### SOURCE PASSAGE:
----------

When Rebecca Cunningham hires a new writer to reinvent fairy tales for the Girl Tales podcast, she tells them this: write the story that you needed to hear as a kid, but never did. It’s a simple premise, a podcast featuring reimagined folktales, fables, and myths, where girls get to be heroes. Yet its impact on young audiences, and the adults who care for them, is profound.

“Caregivers are really excited to hear stories where their kids are at the center of the narrative, because they don't necessarily see that everywhere else,” Cunningham says about the show’s growing listener base.

After working as a theater director and nanny in New York City, Cunningham admits to dreaming of a children’s podcast years before she made it a reality. It wasn’t until the 2016 Presidential election results were finalized that she knew it was time. Watching Hillary Clinton give her concession speech, Cunningham remembers holding a little girl in her arms at the time, thinking about what the future holds for girls who dare to dream.

----------

### WHAT IS BEING ASKED:
Please retype the passage about the Girl Tales podcast from "When Rebecca Cunningham" to "growing listener base.".

(Extracted records)

----------

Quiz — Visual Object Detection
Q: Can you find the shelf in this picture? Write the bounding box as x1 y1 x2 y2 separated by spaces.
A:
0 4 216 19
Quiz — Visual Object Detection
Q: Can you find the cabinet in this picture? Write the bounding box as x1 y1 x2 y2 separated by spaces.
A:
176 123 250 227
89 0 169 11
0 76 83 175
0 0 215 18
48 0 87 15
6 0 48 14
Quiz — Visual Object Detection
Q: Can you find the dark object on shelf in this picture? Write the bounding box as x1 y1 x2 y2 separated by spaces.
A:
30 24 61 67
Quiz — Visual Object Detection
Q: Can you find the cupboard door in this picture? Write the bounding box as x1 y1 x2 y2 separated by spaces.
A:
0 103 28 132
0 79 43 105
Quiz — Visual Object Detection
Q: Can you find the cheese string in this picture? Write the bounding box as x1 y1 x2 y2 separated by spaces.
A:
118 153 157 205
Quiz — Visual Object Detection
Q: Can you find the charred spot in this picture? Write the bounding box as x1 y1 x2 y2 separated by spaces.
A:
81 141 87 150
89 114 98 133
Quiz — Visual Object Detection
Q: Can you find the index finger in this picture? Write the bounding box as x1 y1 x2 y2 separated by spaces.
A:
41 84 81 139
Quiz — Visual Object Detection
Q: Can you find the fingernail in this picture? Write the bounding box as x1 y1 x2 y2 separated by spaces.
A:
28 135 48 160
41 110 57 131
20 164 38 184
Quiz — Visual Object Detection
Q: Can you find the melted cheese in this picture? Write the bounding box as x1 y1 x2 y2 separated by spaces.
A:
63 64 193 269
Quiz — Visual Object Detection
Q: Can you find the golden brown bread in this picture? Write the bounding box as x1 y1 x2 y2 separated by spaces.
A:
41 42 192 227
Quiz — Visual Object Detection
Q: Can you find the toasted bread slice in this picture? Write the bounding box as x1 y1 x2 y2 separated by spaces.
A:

----------

### TASK SOLUTION:
When Rebecca Cunningham hires a new writer to reinvent fairy tales for the Girl Tales podcast, she tells them this: write the story that you needed to hear as a kid, but never did. It’s a simple premise, a podcast featuring reimagined folktales, fables, and myths, where girls get to be heroes. Yet its impact on young audiences, and the adults who care for them, is profound.

“Caregivers are really excited to hear stories where their kids are at the center of the narrative, because they don't necessarily see that everywhere else,” Cunningham says about the show’s growing listener base.